_WHAT THE EXERCISE ASKS_: Convert every line of the records below into a JSON list of strings, one string per line, with blank lines omitted and the pictures left out.
----- SUPPLIED RECORDS
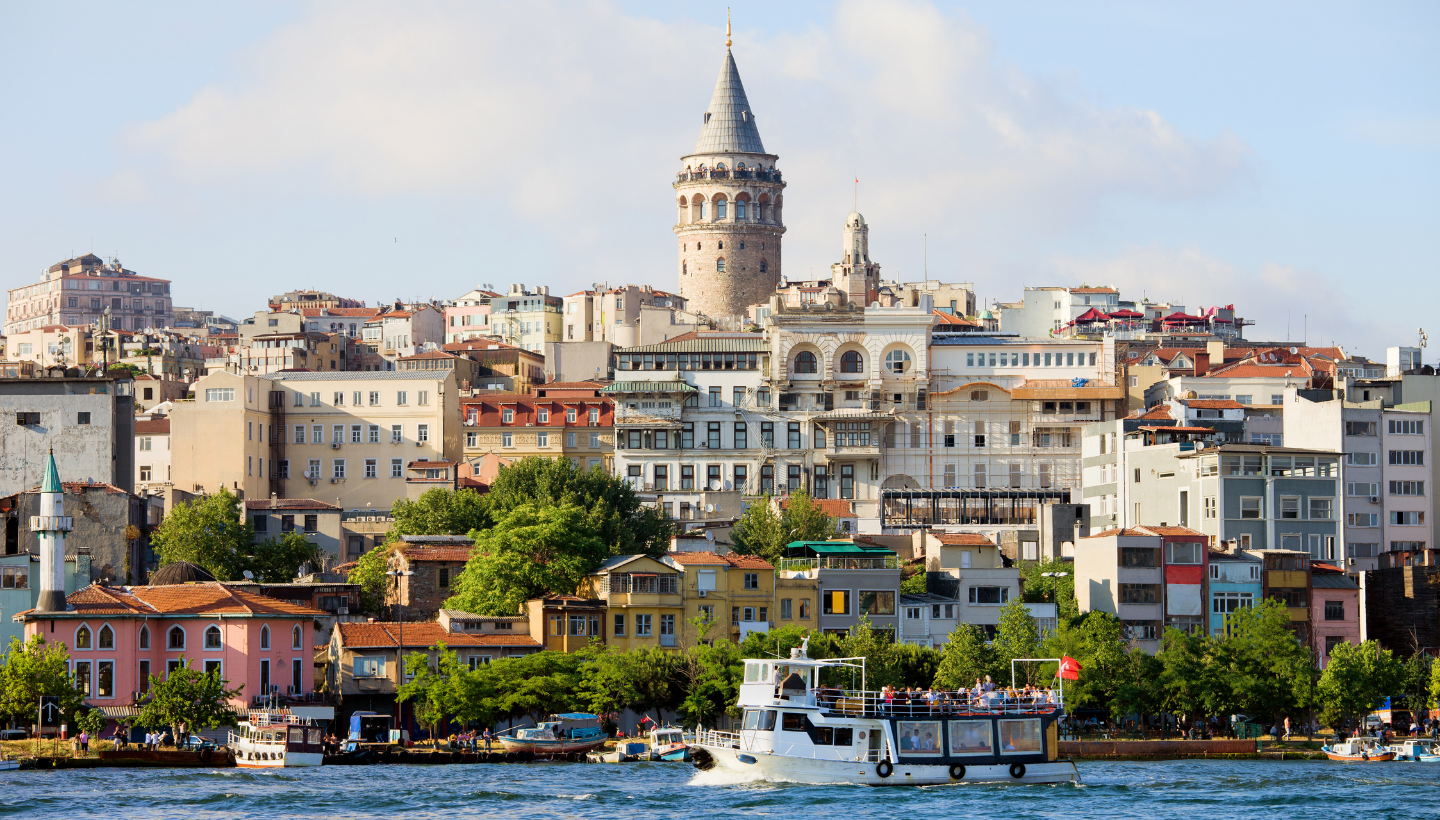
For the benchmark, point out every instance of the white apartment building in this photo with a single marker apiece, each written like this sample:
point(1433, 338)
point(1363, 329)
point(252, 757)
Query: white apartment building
point(350, 438)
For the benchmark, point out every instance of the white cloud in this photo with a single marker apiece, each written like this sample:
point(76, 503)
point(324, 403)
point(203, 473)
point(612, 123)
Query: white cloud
point(572, 116)
point(1282, 300)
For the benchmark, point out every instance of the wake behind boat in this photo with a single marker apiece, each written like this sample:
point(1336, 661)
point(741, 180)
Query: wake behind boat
point(797, 731)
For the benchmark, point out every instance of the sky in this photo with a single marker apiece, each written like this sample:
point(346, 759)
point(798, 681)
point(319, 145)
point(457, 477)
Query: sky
point(1282, 157)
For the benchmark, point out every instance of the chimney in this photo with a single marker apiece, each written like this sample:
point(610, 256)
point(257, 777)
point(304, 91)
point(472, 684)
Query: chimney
point(49, 528)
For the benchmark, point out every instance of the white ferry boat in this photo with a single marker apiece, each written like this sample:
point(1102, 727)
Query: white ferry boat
point(797, 731)
point(277, 740)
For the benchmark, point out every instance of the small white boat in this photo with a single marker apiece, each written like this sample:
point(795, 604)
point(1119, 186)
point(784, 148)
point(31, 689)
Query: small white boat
point(797, 731)
point(1358, 750)
point(1416, 750)
point(277, 740)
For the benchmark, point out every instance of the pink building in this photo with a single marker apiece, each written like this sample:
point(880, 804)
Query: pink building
point(120, 636)
point(1334, 610)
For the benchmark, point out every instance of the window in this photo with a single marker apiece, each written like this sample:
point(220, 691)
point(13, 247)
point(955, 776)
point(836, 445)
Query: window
point(897, 361)
point(990, 595)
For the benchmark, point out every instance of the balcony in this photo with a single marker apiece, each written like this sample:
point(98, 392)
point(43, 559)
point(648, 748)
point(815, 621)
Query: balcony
point(52, 523)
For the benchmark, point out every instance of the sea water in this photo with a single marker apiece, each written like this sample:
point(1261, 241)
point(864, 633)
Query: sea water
point(1214, 789)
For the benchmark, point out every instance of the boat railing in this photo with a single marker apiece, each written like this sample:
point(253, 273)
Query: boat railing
point(713, 738)
point(945, 703)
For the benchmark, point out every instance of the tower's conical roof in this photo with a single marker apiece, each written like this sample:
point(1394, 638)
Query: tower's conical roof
point(729, 121)
point(52, 476)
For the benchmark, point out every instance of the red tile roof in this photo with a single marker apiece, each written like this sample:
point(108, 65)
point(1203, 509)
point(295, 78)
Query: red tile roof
point(419, 636)
point(962, 539)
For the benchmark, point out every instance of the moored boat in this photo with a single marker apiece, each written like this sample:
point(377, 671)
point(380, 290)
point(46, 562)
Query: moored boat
point(794, 729)
point(668, 744)
point(1358, 750)
point(568, 734)
point(277, 740)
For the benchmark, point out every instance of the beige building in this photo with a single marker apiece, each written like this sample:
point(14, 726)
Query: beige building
point(339, 437)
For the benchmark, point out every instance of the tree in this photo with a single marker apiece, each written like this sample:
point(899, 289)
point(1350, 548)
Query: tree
point(761, 532)
point(278, 559)
point(1018, 637)
point(209, 532)
point(439, 512)
point(612, 506)
point(1357, 680)
point(187, 699)
point(965, 659)
point(33, 669)
point(1050, 581)
point(369, 574)
point(532, 551)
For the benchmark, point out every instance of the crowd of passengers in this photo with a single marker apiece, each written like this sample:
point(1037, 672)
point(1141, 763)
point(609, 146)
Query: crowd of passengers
point(984, 695)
----------
_PROBLEM SOLUTION_:
[
  "For the benchmark, point out every instance of the white apartment building in this photo with a single marker apiece, each written like this sample:",
  "point(1433, 338)",
  "point(1363, 329)",
  "point(252, 757)",
  "Query: white apartment building",
  "point(350, 438)",
  "For the benchmark, point out every instance of the white cloud in this photo with a single marker apiece, each written like this sample:",
  "point(76, 503)",
  "point(324, 403)",
  "point(203, 473)",
  "point(612, 123)",
  "Query: white cloud",
  "point(572, 116)",
  "point(1282, 300)",
  "For the benchmark, point out every instance of the wake behind boat in this photo with a single marker apiece, each written like this sample:",
  "point(1336, 661)",
  "point(741, 180)",
  "Query: wake behind boat",
  "point(797, 731)",
  "For the benchmark, point out every instance of the sky in this photo with a single marker apiece, each written like this sample:",
  "point(346, 759)",
  "point(798, 681)",
  "point(319, 145)",
  "point(457, 477)",
  "Query: sky",
  "point(1282, 157)",
  "For the benchmark, point out every instance of the chimney in this photo with a single marker apiece, each written like this sample:",
  "point(610, 256)",
  "point(257, 777)",
  "point(304, 91)",
  "point(472, 684)",
  "Query: chimney",
  "point(49, 528)",
  "For the benchmark, point out every instance of the white ferry boat in this photo with a single marker apiece, each written like this sample:",
  "point(1102, 727)",
  "Query: white ferry boat",
  "point(797, 731)",
  "point(277, 740)",
  "For the benchmark, point out every instance of the small white boat in this photo with a single marker apiece, each written like this sample:",
  "point(795, 604)",
  "point(1119, 186)",
  "point(784, 148)",
  "point(31, 689)",
  "Query: small white boat",
  "point(797, 731)",
  "point(1358, 750)",
  "point(1416, 750)",
  "point(277, 740)",
  "For the benchmark, point out every instance of the pink building in this photo with a single marker apiece, each written like this sample:",
  "point(880, 804)",
  "Query: pink building",
  "point(120, 636)",
  "point(1334, 610)",
  "For the benchmark, point out every instance of the window in this photo with a single marker apiece, each written like this sample:",
  "point(220, 691)",
  "point(13, 247)",
  "point(955, 776)",
  "point(836, 445)",
  "Query: window",
  "point(897, 361)",
  "point(990, 595)",
  "For the benchmark, point out every instance of the balcony in this photo with a single marker apiece, each written like this sample:",
  "point(98, 392)",
  "point(43, 559)",
  "point(648, 748)",
  "point(815, 621)",
  "Query: balcony",
  "point(52, 523)",
  "For the benchmark, point out every instance of the sea water in this photo with a single marker apiece, each written like this sample:",
  "point(1261, 241)",
  "point(864, 633)",
  "Query: sea water",
  "point(1214, 789)",
  "For the benchmark, point out every instance of the boat railing in this photo with a single marker apiece, each written like this sample:",
  "point(253, 273)",
  "Query: boat railing",
  "point(713, 738)",
  "point(945, 703)",
  "For the benchmark, point out every instance of the tower's conical roof in this photo with a single marker apiece, each written like this sample:",
  "point(1394, 638)",
  "Query: tower's conical roof",
  "point(729, 121)",
  "point(52, 476)",
  "For the benchmark, point out every instance of the red tile roof in this photo with a single marker apiece, each written like this sample:",
  "point(108, 65)",
  "point(1203, 509)",
  "point(295, 78)",
  "Query: red tile roof",
  "point(419, 636)",
  "point(962, 539)",
  "For the benchmark, point out every instance of the moored boat in this photo with a single marker apiece, each written like this sample:",
  "point(377, 671)",
  "point(380, 290)",
  "point(46, 562)",
  "Query: moored boat",
  "point(794, 729)",
  "point(668, 744)",
  "point(1358, 750)",
  "point(568, 734)",
  "point(277, 740)",
  "For the benchmark, point out every instance of the beige building in this photo with a single marker apiece, each written like this sample:",
  "point(14, 726)",
  "Query: beige building",
  "point(339, 437)",
  "For the benchmark, point out every instance of the tree in this photo with a single marker apiece, each written like this sample:",
  "point(899, 289)",
  "point(1350, 548)",
  "Query: tree",
  "point(761, 532)",
  "point(278, 559)",
  "point(1018, 637)",
  "point(209, 532)",
  "point(439, 512)",
  "point(612, 506)",
  "point(1357, 680)",
  "point(187, 699)",
  "point(965, 659)",
  "point(33, 669)",
  "point(1050, 581)",
  "point(369, 574)",
  "point(532, 551)",
  "For the benchmark, point out every instance of the crowd of passengers in this photo with a single marker apiece, each written like this sample:",
  "point(1037, 672)",
  "point(1141, 763)",
  "point(609, 146)",
  "Query: crowd of passengers",
  "point(984, 695)"
]